Exercise: Rewrite the lines from the one containing "Question. Indicate the golden" through the one containing "x=327 y=104", swapping every "photo" for "image" and changing nothing else. Omit the picture line from your answer.

Given data:
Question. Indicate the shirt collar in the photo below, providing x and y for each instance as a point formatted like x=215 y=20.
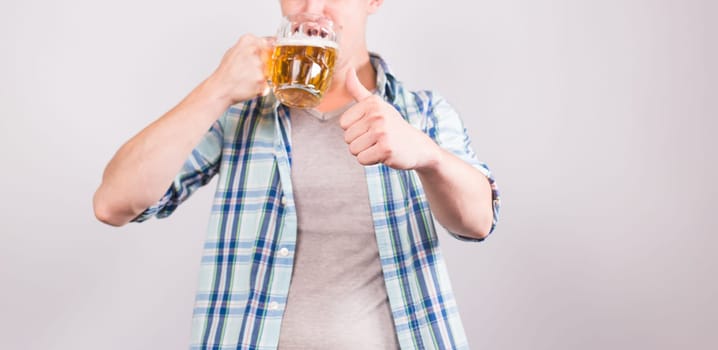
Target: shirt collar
x=385 y=80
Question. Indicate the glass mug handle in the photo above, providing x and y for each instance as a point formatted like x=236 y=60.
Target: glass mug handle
x=266 y=56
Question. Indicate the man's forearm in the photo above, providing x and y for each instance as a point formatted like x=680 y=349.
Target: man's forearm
x=459 y=195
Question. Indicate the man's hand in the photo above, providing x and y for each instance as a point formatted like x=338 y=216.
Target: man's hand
x=376 y=133
x=242 y=74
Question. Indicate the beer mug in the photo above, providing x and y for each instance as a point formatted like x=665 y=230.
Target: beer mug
x=303 y=59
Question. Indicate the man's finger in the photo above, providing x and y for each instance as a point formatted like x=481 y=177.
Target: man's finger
x=354 y=86
x=362 y=143
x=357 y=129
x=372 y=155
x=352 y=115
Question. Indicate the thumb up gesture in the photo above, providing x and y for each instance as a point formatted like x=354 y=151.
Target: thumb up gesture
x=377 y=133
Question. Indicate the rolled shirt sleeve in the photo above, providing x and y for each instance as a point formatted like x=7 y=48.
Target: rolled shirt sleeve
x=199 y=168
x=446 y=128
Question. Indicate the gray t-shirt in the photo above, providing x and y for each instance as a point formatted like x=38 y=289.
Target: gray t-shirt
x=337 y=297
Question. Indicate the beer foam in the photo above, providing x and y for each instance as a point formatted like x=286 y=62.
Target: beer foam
x=306 y=41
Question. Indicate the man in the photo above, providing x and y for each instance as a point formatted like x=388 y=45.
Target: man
x=320 y=236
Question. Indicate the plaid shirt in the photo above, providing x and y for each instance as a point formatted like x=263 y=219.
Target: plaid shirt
x=248 y=255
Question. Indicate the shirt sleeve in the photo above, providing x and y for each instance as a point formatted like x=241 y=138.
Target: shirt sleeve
x=199 y=168
x=445 y=127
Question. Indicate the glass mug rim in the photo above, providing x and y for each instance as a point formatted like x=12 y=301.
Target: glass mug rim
x=303 y=59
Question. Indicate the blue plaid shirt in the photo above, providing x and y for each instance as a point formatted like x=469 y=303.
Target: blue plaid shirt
x=248 y=255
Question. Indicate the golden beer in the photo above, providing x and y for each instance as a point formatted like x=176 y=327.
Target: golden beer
x=301 y=71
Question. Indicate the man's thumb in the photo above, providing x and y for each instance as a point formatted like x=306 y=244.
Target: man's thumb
x=354 y=86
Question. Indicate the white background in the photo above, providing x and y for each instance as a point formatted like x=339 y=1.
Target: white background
x=597 y=117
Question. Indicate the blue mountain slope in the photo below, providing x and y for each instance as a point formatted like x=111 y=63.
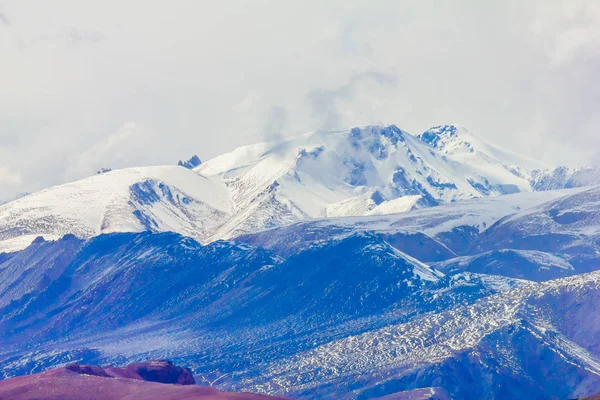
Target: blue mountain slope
x=119 y=291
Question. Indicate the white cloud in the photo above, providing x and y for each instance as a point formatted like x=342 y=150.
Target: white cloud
x=204 y=78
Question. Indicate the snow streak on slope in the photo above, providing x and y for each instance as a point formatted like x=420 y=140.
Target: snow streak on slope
x=476 y=215
x=357 y=172
x=131 y=200
x=373 y=361
x=374 y=170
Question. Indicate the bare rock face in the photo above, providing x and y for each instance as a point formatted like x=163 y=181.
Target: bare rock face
x=161 y=371
x=152 y=380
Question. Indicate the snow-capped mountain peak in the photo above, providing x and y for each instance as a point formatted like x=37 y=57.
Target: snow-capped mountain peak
x=446 y=139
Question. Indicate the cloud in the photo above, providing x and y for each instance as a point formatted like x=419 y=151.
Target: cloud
x=8 y=177
x=205 y=79
x=126 y=147
x=276 y=121
x=327 y=104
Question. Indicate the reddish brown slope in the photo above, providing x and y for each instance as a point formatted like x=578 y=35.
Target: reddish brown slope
x=153 y=380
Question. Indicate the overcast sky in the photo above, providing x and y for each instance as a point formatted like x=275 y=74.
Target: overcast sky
x=118 y=83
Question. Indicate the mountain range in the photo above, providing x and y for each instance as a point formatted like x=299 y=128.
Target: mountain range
x=351 y=264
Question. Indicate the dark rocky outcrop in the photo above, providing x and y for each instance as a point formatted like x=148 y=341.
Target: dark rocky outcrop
x=151 y=380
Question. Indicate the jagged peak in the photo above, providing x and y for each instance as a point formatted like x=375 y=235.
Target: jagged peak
x=441 y=136
x=193 y=162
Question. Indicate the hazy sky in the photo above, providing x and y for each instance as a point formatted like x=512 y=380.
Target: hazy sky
x=117 y=83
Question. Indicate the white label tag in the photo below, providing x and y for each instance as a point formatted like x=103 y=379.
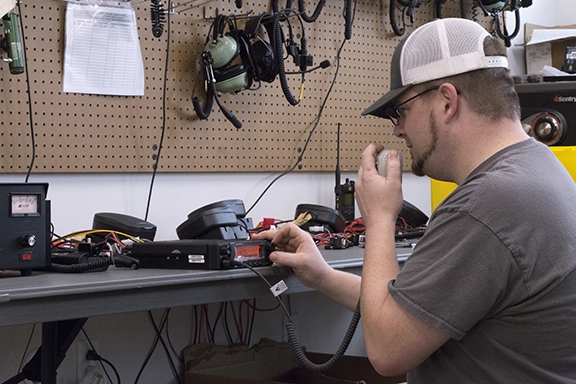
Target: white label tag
x=278 y=288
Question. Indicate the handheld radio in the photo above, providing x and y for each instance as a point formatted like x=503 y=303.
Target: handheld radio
x=344 y=192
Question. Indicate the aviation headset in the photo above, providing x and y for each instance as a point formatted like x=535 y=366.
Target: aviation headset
x=494 y=8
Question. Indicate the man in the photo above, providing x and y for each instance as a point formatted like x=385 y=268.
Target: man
x=489 y=292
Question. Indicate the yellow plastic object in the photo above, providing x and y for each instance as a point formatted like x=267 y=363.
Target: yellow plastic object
x=439 y=190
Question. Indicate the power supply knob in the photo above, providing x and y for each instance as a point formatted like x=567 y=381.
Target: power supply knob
x=28 y=241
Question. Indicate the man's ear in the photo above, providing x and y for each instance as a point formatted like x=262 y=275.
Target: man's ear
x=450 y=99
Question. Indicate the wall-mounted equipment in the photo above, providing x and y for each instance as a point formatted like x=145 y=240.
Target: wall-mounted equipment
x=549 y=111
x=496 y=8
x=25 y=223
x=12 y=43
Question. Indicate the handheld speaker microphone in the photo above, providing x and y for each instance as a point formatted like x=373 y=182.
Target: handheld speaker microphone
x=12 y=43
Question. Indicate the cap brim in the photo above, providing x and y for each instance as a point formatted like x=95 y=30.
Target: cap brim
x=379 y=107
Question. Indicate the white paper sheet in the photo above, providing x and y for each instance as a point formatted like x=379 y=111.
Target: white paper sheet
x=102 y=51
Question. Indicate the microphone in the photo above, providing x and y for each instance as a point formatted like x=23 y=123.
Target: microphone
x=12 y=43
x=324 y=64
x=229 y=115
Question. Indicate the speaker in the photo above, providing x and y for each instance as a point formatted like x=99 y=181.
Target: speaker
x=548 y=111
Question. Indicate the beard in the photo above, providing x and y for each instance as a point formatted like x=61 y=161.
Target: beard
x=419 y=160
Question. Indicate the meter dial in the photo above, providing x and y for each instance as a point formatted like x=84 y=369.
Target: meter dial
x=24 y=205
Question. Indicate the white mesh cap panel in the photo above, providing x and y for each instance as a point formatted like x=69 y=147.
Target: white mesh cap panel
x=429 y=55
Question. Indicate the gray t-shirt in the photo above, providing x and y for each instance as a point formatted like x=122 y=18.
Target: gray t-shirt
x=496 y=270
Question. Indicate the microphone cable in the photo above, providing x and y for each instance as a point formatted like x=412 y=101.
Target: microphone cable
x=29 y=92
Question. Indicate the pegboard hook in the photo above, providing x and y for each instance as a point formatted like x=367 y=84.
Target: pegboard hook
x=239 y=16
x=174 y=7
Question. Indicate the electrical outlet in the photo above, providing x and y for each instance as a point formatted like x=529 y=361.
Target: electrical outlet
x=86 y=367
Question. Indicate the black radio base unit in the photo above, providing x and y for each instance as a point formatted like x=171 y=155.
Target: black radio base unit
x=202 y=254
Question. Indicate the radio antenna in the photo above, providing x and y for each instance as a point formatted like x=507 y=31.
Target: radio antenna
x=338 y=156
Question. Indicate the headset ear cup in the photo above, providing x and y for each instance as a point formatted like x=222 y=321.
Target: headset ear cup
x=232 y=80
x=264 y=60
x=223 y=50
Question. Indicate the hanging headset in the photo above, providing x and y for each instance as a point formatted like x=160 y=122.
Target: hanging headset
x=494 y=8
x=407 y=11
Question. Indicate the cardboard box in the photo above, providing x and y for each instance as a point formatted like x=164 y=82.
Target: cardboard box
x=547 y=45
x=271 y=362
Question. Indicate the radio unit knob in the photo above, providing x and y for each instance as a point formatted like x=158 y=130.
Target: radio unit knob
x=27 y=241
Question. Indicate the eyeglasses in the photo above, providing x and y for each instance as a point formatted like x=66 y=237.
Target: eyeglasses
x=393 y=114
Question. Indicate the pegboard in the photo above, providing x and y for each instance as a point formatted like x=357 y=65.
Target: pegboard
x=86 y=133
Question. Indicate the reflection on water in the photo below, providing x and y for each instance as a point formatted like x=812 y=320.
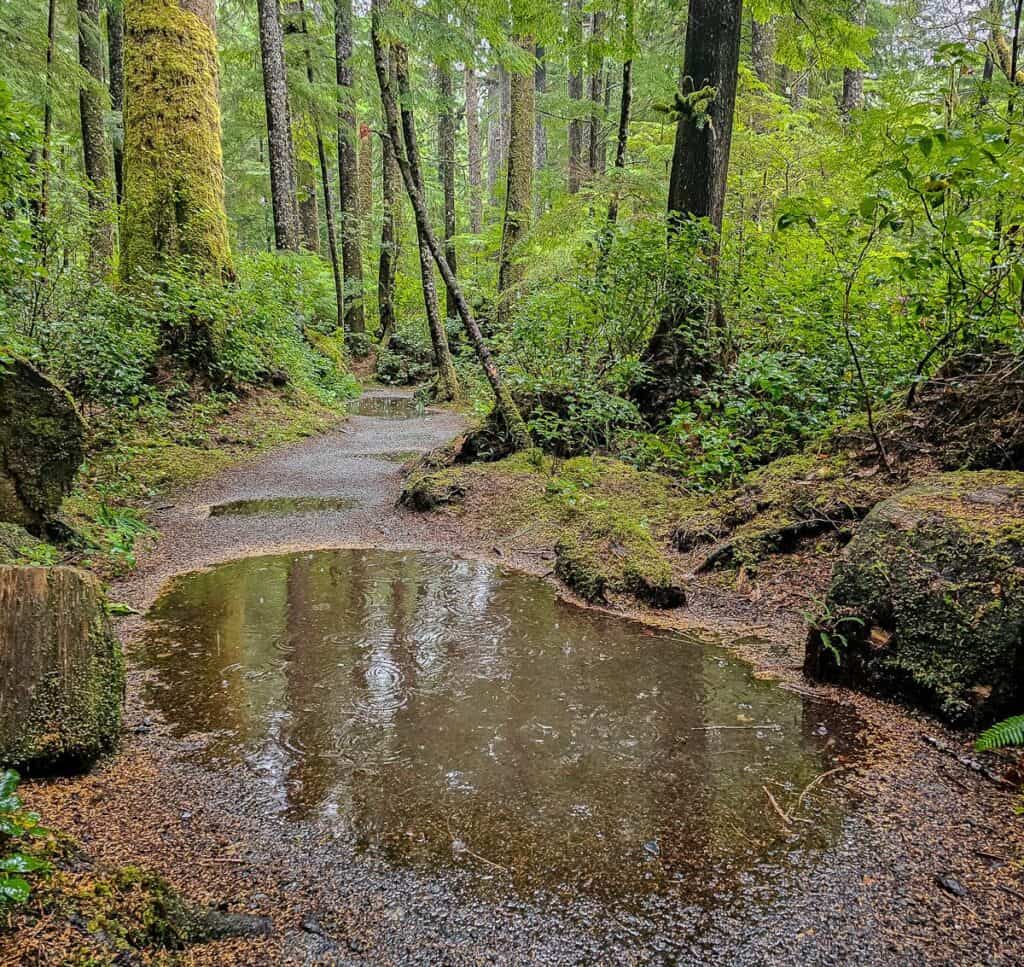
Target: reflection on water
x=445 y=711
x=395 y=408
x=280 y=505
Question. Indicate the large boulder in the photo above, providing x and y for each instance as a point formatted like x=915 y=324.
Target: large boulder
x=61 y=672
x=41 y=445
x=928 y=600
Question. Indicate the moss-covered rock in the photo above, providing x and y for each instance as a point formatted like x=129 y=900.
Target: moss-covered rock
x=41 y=445
x=61 y=669
x=928 y=600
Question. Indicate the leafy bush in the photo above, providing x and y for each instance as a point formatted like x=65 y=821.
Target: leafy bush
x=17 y=826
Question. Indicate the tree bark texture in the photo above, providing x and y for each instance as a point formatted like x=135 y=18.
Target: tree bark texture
x=96 y=151
x=473 y=149
x=281 y=152
x=348 y=190
x=174 y=172
x=519 y=185
x=504 y=404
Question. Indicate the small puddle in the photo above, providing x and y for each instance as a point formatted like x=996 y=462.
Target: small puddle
x=442 y=712
x=280 y=505
x=391 y=408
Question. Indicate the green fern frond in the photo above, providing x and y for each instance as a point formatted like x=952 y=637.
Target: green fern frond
x=1008 y=732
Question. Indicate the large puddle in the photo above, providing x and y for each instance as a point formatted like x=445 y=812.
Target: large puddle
x=445 y=712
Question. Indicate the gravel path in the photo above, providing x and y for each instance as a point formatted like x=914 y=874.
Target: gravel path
x=921 y=873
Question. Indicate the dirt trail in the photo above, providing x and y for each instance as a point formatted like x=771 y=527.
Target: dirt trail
x=875 y=897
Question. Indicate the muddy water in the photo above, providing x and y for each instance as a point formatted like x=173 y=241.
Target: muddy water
x=441 y=712
x=394 y=408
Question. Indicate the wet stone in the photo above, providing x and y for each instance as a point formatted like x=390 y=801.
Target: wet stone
x=280 y=506
x=441 y=713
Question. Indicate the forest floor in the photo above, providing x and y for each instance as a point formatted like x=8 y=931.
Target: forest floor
x=927 y=868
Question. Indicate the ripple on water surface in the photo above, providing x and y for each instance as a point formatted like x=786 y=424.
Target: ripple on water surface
x=446 y=712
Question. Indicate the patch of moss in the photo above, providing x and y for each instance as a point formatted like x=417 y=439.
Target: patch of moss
x=934 y=581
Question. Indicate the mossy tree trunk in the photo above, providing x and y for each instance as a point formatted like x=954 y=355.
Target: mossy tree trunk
x=94 y=143
x=504 y=404
x=696 y=190
x=519 y=191
x=576 y=94
x=445 y=171
x=174 y=172
x=473 y=151
x=281 y=152
x=448 y=381
x=348 y=163
x=116 y=58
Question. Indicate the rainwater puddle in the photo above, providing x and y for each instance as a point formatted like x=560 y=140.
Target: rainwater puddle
x=280 y=505
x=393 y=408
x=441 y=712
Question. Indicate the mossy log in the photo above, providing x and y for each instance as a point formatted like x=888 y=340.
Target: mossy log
x=61 y=672
x=41 y=445
x=928 y=600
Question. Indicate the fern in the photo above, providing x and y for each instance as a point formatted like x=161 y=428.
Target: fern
x=1008 y=732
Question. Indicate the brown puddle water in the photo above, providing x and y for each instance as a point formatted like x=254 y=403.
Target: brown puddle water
x=450 y=712
x=395 y=408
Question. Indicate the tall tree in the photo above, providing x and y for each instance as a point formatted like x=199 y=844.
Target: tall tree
x=472 y=92
x=332 y=234
x=445 y=171
x=94 y=144
x=574 y=36
x=348 y=188
x=390 y=229
x=174 y=171
x=696 y=188
x=853 y=78
x=763 y=50
x=281 y=151
x=595 y=92
x=504 y=404
x=519 y=183
x=116 y=57
x=448 y=381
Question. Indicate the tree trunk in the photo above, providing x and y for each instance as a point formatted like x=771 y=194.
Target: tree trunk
x=348 y=190
x=390 y=229
x=332 y=235
x=174 y=172
x=281 y=152
x=116 y=54
x=595 y=93
x=308 y=209
x=853 y=78
x=448 y=381
x=624 y=134
x=763 y=51
x=366 y=177
x=576 y=94
x=473 y=139
x=504 y=403
x=494 y=137
x=96 y=151
x=696 y=190
x=540 y=131
x=445 y=172
x=519 y=190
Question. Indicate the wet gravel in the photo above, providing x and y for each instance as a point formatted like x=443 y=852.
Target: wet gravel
x=920 y=818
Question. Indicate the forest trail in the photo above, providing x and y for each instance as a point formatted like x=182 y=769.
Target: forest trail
x=866 y=893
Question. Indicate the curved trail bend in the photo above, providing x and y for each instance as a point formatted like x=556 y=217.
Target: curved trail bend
x=869 y=895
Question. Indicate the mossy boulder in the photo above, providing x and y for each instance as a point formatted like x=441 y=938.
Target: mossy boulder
x=60 y=668
x=41 y=445
x=927 y=602
x=620 y=557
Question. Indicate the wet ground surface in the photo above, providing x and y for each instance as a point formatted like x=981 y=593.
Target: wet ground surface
x=381 y=795
x=441 y=712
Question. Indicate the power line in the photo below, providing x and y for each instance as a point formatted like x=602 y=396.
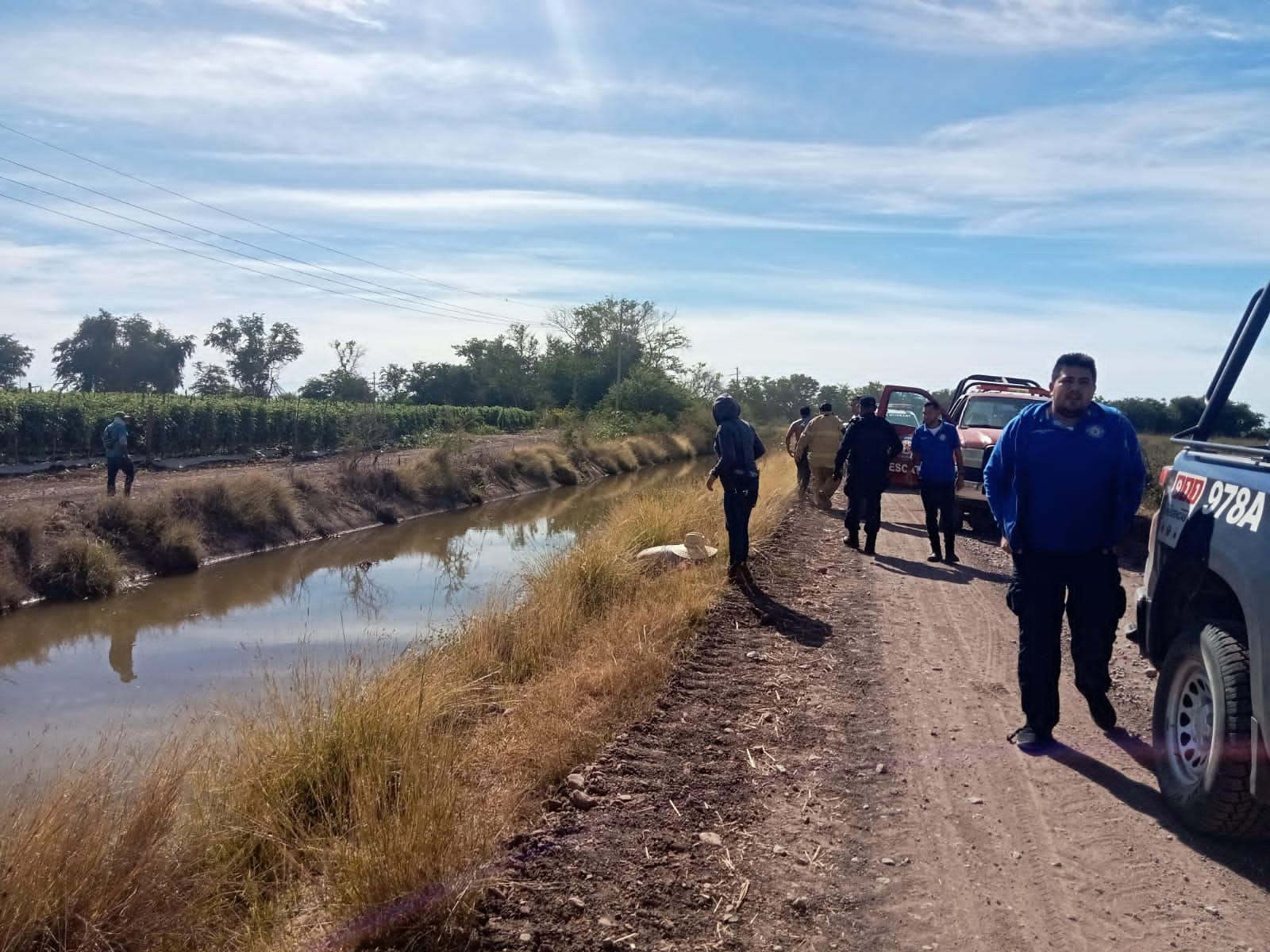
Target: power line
x=217 y=260
x=398 y=292
x=228 y=251
x=260 y=225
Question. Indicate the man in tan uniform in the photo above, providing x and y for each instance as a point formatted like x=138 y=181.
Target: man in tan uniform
x=821 y=442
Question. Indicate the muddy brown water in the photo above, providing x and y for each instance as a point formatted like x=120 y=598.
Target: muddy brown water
x=127 y=670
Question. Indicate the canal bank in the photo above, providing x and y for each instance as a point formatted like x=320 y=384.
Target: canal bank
x=130 y=668
x=361 y=810
x=59 y=545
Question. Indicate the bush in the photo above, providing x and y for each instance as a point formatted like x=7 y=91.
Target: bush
x=79 y=569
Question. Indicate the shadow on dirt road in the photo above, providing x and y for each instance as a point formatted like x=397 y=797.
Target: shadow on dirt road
x=1233 y=854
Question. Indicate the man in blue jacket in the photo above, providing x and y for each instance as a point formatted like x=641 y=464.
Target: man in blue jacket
x=937 y=457
x=114 y=438
x=1064 y=482
x=738 y=447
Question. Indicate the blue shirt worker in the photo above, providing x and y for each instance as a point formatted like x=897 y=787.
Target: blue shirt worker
x=937 y=455
x=114 y=438
x=1064 y=482
x=738 y=448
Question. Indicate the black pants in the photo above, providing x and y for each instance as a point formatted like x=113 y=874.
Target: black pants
x=1087 y=584
x=738 y=503
x=939 y=501
x=864 y=505
x=114 y=463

Task solution:
Question. Indicate the golden beer in the image above, providing x and y for each instance as a point formatted like x=176 y=327.
Target: golden beer
x=301 y=71
Question. Indicate the man's thumb in the image above, providing x and y for each instance as a point formatted like x=306 y=244.
Target: man's thumb
x=354 y=86
Question. Indicate the white background in the image above, providing x and y for each instance as a point formatted like x=339 y=1.
Target: white background
x=597 y=117
Question. Indicate the blue mountain slope in the image below, providing x and y for each instance as a point formatted like x=111 y=63.
Target: blue mountain slope
x=119 y=291
Question. Indicate the white cloud in the image above, providing x and y for each instance as a point formatted like x=342 y=150.
Target: white cloud
x=204 y=78
Question. Indicate the snow streak on slope in the image above, providing x and y for each instance as a point formatted like x=420 y=140.
Target: snow streak on slope
x=476 y=215
x=357 y=172
x=131 y=200
x=373 y=361
x=374 y=170
Question. Indicate the bare rock face in the image above, providing x and y for each instance as a point formatted like x=163 y=181.
Target: bare rock face
x=161 y=371
x=152 y=380
Question. Indicate the snow-capped mountain peak in the image above, providing x and y for each instance as a point formatted like x=37 y=57.
Target: snow-capped mountain peak
x=446 y=139
Question. Indicate the cloud in the image above, providing x and y for each instance as a point formatted like x=419 y=151.
Target: cloud
x=8 y=177
x=205 y=79
x=126 y=147
x=276 y=121
x=327 y=104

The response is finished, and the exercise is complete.